→ **PROVIDED RECORDS**:
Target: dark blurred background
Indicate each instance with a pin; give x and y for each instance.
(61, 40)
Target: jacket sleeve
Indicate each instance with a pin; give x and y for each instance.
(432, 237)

→ **EXERCISE DESCRIPTION**: When "Target" shows up in a line of the material, report that line.

→ **WRITTEN ANSWER**:
Target: dark blurred background
Target: jacket sleeve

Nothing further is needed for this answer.